**Texto proporcionado:**
# # #

El 17 de octubre de 2020, Rosalía Vergara, de la agencia noticiosa Apro, escribió: “Director de la revista Proceso durante casi 21 años, Rafael Rodríguez Castañeda recibió la presea John Reed a la trayectoria periodística por 55 años de ejercer el oficio, rindiendo un homenaje al mismo Reed, a Carlos Montemayor, a José Revueltas, a Juan de la Cabada y a Julio Scherer García. Durante su discurso [en la ceremonia virtual], el exdirector de Proceso (1999–2020) habló del país y del periodismo, cuyo panorama, en ambos casos, percibió sombrío”.

# # #

**Extractos de datos:**
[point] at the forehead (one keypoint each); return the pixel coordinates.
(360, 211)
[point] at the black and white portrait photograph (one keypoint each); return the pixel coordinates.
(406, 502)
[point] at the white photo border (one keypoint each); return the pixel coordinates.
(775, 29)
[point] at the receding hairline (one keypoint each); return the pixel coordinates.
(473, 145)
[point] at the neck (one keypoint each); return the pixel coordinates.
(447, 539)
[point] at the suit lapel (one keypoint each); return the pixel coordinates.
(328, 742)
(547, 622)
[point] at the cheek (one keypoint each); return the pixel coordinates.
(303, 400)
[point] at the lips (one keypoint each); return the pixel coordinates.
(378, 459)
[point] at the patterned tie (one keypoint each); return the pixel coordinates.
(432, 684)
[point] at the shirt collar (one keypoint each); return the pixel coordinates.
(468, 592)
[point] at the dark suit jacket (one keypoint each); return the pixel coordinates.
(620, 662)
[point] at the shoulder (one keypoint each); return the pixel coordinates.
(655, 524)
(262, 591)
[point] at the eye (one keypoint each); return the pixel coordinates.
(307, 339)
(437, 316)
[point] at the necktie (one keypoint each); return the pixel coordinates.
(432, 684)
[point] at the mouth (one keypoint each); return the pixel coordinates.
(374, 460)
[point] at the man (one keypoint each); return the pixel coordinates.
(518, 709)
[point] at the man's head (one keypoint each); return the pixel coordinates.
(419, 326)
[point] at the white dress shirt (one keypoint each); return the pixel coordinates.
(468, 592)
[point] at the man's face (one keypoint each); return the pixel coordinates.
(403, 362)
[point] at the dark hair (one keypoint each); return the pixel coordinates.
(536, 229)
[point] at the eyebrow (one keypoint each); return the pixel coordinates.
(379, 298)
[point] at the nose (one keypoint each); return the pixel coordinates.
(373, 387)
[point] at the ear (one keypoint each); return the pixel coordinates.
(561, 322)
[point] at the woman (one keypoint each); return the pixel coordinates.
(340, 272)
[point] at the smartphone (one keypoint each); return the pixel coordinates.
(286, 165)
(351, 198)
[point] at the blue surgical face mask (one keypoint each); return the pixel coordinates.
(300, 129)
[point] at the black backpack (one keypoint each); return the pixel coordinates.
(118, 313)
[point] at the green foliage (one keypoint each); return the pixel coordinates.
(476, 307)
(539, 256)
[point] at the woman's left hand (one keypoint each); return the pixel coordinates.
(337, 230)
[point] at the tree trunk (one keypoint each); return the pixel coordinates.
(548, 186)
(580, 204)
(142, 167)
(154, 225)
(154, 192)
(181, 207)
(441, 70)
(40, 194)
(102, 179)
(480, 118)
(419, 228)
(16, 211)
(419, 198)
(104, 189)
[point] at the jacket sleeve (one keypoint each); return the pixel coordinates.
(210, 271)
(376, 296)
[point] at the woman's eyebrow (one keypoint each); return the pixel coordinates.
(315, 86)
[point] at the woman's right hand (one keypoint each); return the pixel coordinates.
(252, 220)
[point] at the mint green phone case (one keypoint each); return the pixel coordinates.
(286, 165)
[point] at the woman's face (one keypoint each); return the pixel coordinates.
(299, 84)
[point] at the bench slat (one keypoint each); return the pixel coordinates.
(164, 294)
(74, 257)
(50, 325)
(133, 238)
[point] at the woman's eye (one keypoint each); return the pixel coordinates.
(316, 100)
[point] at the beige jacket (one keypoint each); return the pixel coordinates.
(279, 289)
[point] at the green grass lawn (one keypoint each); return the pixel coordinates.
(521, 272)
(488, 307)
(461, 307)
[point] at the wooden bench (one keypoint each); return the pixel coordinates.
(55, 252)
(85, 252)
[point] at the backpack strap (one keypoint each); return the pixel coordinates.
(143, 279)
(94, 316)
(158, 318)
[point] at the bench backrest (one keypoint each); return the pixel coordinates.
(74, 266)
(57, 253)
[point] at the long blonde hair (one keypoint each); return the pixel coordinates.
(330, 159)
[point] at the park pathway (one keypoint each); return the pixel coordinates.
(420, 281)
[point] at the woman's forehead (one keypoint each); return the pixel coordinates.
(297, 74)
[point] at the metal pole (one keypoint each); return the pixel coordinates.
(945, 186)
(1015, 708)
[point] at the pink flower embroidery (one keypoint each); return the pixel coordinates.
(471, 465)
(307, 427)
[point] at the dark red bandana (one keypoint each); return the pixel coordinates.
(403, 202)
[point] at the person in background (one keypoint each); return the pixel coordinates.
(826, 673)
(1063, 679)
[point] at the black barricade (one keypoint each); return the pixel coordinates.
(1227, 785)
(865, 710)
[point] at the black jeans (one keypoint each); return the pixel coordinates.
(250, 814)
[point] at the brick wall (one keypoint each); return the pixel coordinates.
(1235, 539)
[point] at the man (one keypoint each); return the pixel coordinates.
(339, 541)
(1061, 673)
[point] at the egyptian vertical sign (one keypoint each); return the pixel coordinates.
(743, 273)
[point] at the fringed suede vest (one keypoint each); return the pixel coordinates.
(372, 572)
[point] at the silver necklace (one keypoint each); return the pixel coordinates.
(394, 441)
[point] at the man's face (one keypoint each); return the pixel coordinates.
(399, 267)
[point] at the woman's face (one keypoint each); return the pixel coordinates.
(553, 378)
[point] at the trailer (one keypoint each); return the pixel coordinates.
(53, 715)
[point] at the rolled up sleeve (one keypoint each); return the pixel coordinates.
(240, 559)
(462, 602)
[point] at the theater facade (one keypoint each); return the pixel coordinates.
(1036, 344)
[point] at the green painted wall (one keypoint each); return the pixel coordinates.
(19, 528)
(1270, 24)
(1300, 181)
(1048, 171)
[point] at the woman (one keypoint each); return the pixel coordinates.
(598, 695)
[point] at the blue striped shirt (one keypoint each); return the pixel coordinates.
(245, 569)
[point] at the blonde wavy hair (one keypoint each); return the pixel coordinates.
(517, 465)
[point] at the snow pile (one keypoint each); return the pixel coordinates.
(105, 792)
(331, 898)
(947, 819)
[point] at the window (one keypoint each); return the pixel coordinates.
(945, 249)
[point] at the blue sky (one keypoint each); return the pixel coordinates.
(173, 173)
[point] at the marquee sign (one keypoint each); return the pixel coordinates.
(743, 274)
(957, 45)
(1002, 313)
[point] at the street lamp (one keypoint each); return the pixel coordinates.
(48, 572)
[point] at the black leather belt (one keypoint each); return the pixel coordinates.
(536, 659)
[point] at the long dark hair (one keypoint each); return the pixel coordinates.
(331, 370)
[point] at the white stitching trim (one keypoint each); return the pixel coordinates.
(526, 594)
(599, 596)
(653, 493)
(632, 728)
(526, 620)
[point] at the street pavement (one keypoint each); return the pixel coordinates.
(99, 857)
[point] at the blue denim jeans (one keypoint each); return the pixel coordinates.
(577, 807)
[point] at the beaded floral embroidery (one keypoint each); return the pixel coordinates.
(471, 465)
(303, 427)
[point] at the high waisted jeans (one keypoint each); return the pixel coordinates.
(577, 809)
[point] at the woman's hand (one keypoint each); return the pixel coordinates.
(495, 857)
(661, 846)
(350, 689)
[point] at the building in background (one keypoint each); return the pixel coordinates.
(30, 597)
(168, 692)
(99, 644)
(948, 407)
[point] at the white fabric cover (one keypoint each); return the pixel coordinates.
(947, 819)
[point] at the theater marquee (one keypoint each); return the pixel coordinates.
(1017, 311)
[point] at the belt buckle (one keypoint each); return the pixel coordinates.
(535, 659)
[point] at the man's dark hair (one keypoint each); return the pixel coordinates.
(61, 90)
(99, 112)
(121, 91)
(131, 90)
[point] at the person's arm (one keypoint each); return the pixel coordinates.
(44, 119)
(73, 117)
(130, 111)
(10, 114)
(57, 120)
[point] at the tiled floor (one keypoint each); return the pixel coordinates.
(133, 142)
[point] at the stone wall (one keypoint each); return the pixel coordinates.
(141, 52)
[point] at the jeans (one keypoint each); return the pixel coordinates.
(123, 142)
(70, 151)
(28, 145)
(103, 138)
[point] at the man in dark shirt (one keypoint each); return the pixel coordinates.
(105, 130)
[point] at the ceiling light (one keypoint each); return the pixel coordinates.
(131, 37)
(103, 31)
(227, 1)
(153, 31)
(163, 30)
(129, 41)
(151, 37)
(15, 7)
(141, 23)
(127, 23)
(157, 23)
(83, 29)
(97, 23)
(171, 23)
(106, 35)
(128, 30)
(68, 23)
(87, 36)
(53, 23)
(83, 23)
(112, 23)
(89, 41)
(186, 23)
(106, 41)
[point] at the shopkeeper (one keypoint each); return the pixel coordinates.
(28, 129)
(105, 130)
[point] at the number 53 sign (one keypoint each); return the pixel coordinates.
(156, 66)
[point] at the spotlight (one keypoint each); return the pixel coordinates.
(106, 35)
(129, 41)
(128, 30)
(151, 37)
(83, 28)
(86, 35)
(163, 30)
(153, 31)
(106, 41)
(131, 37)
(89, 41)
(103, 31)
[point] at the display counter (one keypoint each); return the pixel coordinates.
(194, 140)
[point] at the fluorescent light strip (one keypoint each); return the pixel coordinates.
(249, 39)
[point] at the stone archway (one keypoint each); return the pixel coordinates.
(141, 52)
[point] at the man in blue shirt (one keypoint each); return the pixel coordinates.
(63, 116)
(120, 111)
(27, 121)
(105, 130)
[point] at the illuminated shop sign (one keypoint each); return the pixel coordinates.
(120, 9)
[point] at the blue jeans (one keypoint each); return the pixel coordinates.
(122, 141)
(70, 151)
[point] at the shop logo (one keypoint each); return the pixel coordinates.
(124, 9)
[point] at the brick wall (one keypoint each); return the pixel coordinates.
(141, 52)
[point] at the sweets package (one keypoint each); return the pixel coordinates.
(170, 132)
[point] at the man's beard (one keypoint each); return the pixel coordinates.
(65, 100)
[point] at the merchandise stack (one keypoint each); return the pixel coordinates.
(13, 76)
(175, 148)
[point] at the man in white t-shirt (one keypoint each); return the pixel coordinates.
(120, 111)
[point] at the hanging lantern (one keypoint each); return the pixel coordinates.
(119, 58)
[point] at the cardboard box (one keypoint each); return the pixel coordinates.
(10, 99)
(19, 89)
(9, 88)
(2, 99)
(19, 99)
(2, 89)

# # #

**Instrucciones de tarea:**
1) Resume en dos oraciones el texto sobre el premio John Reed que recibió Rafael Rodríguez Castañeda.
2) Escribe la continuación del texto sobre el premio a Rafael Rodríguez Castañeda a partir de su última oración.

**Respuestas por tarea:**
1) El 17 de octubre de 2020, Rosalía Vergara, de la agencia noticiosa Apro, escribió que Rafael Rodríguez Castañeda, director de la revista Proceso durante casi 21 años, recibió la presea John Reed a la trayectoria periodística por 55 años de ejercer el oficio. En su discurso en la ceremonia virtual rindió homenaje a Reed, Carlos Montemayor, José Revueltas, Juan de la Cabada y Julio Scherer García, y habló del país y del periodismo, cuyo panorama percibió sombrío.

2)
“Al recibir la presea —dijo Rodríguez Castañeda— que lleva el nombre de John Reed, el reportero comprometido que registró y mostró al mundo los avatares de la Revolución Mexicana, sale de mi mente y mi corazón un mensaje profundamente pesimista y pido disculpas por ello: veo un país enfermo, triste, acongojado, sin salida, en donde prevalece un individualismo feroz y donde las diferencias económicas, sociales y aun ideológicas se hacen cada vez más agudas y enconadas. La prensa venal de las últimas décadas del siglo XX se ha transformado, sí, pero no necesariamente para bien. La libertad de expresión se utiliza para halagar el poder o para denostarlo. […] [Muchos periodistas] improvisados confunden la información y el análisis con un activismo barato diría yo, de oposición ideológica y política.”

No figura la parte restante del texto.